- **Entries**
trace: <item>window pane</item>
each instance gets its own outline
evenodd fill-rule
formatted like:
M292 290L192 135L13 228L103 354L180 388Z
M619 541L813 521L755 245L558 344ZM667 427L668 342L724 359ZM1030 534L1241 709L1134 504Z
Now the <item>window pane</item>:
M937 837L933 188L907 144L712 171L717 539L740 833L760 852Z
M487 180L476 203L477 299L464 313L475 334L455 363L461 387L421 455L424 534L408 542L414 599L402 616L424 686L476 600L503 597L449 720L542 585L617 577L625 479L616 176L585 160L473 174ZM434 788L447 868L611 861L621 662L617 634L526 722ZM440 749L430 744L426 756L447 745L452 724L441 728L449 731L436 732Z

--

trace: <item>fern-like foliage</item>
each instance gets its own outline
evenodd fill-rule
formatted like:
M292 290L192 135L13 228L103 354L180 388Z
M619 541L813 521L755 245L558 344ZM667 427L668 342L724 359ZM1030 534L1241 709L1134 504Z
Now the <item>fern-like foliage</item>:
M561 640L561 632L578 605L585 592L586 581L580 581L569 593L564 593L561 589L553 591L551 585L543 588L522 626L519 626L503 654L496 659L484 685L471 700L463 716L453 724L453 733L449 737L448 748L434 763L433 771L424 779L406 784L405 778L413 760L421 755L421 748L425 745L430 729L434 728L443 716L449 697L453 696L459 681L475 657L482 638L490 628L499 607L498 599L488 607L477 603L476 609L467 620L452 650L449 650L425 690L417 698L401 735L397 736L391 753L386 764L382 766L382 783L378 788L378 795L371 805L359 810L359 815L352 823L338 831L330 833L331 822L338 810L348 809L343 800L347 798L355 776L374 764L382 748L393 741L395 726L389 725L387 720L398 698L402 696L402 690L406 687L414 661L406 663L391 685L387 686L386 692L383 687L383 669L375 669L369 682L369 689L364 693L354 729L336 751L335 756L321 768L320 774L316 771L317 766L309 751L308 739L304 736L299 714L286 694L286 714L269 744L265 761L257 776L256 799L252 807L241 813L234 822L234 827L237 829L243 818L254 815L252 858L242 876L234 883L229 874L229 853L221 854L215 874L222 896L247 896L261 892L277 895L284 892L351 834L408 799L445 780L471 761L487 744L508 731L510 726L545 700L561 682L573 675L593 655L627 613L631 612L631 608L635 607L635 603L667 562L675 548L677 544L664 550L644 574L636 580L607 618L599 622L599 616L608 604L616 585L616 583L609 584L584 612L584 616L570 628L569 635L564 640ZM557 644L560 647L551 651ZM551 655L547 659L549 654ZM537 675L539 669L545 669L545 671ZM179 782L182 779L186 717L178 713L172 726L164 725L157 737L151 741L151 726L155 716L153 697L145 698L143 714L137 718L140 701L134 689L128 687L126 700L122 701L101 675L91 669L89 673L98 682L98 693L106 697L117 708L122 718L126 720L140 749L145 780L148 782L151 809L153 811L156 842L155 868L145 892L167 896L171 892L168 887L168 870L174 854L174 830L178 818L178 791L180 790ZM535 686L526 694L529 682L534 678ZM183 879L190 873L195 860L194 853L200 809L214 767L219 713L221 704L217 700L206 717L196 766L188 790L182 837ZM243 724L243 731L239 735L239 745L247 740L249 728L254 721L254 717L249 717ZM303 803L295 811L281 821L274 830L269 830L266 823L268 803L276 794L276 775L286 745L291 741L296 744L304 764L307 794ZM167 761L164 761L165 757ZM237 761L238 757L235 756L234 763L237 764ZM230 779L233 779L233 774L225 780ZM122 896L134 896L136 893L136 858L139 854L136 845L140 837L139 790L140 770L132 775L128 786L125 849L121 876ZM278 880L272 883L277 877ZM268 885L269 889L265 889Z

...

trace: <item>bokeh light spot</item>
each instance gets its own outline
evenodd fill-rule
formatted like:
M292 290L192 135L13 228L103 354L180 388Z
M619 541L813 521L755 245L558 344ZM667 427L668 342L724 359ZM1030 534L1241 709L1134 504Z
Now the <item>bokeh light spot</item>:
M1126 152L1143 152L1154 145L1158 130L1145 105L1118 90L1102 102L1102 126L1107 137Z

- **Required work**
Please set down the lines of the listing word for word, starting at the line that contains "trace: <item>fern-like foliage</item>" and ending at the line that contains "Now the <item>fern-like", with both of those lines included.

- **Result of the task**
trace: <item>fern-like foliage</item>
each instance gets its own outline
evenodd fill-rule
formatted like:
M292 290L192 135L13 228L103 354L180 388Z
M619 541L813 521L755 245L558 344ZM667 427L668 342L724 359ZM1030 534L1241 709L1134 504Z
Now the <item>fern-like foliage</item>:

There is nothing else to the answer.